→ Passage given:
•••

Compositions of New Jazz: AACM Essentials
The Association for the Advancement of Creative Musicians, or AACM, was founded in Chicago on May 8, 1965. As it passes its 50th birthday, it is not an exaggeration to say that the organization changed the shape, texture and attitudes of contemporary jazz.
More importantly, the AACM fostered a feisty DIY ethos, especially among iconoclastic musicians loath to lose control of their vision. Created in the cauldron of the ongoing Civil Rights Movement, it was unabashedly political in its approach to race relations. But these beliefs fed into a daily commercial practicality that involved banding together to control the means of production – the ensembles, venues, compositions, marketing, all were created from within.
The AACM planted its flag outside of New York City, long the Mecca of mainstream jazz. Its Chicago roots unearthed a jazz informed by blues, gospel and the chitlin’ circuit as well as bebop, swing and Euro-classical musics. Performance art and Afrocentric ritual and rhythms became part of a fierce and glorious atmosphere of experimentation.

•••

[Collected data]
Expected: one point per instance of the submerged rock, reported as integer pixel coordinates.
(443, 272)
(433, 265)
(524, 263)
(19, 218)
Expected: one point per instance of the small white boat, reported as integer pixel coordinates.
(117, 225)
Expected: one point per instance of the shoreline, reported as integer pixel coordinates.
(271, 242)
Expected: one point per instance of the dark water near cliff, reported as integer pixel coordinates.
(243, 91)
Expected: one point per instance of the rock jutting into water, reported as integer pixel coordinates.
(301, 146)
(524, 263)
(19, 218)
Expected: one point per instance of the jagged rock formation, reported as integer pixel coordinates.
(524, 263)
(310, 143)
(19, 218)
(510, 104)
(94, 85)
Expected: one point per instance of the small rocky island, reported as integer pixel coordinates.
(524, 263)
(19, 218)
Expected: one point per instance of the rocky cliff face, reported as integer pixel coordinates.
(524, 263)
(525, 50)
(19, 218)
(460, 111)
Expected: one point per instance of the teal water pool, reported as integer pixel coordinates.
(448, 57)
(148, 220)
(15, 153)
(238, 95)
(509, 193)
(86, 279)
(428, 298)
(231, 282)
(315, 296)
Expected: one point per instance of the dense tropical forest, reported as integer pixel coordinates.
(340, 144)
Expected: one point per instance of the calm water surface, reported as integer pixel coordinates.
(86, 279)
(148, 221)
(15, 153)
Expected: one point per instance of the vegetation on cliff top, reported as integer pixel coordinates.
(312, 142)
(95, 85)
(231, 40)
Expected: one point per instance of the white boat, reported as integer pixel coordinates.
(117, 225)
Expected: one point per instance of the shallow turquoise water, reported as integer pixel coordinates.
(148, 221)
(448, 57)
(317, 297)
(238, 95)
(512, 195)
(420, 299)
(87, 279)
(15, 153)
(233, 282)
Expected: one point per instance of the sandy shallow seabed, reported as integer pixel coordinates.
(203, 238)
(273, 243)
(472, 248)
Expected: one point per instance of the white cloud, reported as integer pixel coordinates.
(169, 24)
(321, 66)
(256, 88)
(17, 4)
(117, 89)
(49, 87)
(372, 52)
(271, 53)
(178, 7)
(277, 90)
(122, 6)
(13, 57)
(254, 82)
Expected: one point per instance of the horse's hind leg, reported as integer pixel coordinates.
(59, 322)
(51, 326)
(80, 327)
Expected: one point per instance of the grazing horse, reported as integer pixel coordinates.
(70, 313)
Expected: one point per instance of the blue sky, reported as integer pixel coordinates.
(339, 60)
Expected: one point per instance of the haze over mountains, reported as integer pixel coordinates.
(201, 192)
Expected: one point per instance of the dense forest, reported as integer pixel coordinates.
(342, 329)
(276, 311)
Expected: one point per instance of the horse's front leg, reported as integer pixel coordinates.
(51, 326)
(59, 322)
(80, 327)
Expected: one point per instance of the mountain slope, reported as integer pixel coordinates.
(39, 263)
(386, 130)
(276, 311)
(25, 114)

•••

→ Problem statement:
Please write the next part of the passage about the AACM, starting right after its last sentence. The records have no role here.

→ Result of this exercise:
What follows is a chronological list of ten essential records by musicians integrally associated with the AACM. It is meant to be only superficially comprehensive, skimming signature highlights from a wide swath of incredible yet foundational music. One could easily choose different projects to document the primacy of Muhal Richard Abrams, the Art Ensemble of Chicago, Henry Threadgill, and other AACM members. My selections are based on a blend of personal taste, depth of influence, and breadth of history. Unfortunately, in some cases, availability was also a consideration – in this modern age of digital and wireless accessibility, too many landmark recordings are “out of print.”
But don’t let that discourage you. These are just some of the shinier, heavier pieces of valuable ore in the mother lode that is the AACM. The deeper you dig, the richer you will become.
Roscoe Mitchell - Sound
This 1966 album is the landmark beginning of innovation and influence for AACM member recordings. It delivers a delicious foretaste of the acerbic whimsy and kinetic chemistry that alto saxophonist Mitchell, trumpeter Lester Bowie and bassist Malachi Favors would soon showcase in the Art Ensemble of Chicago.
“Ornette” bookends dissonant blues around a cartoon stampede of horns (including tenor Maurice McIntyre). “The Little Suite” unveils the disparate instrumentation – Bowie on harmonica and flute, Mitchell on clarinet, McIntyre on cello, a raft of bells, whistles and other percussion from Alvin Fiedler and the rest of the sextet – that would become common to avant garde jazz. And “Sound” creates the sparse, capacious canvas that allows notes singular status, and silence its own riffs and accents – another foundational influence that to this day perches on the cutting edge of jazz.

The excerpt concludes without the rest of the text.